Problem requirements: An exact copy of every record is the expected answer.

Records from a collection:
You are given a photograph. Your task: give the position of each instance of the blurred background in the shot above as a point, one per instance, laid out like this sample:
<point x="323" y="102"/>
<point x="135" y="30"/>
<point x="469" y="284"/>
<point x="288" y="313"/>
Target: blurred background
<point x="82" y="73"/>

Answer section:
You are given a photograph. Your task: give the position of each instance of the blurred background in the shot above as a point, one per instance, laid out like this sample:
<point x="323" y="102"/>
<point x="135" y="30"/>
<point x="469" y="284"/>
<point x="288" y="313"/>
Target: blurred background
<point x="82" y="73"/>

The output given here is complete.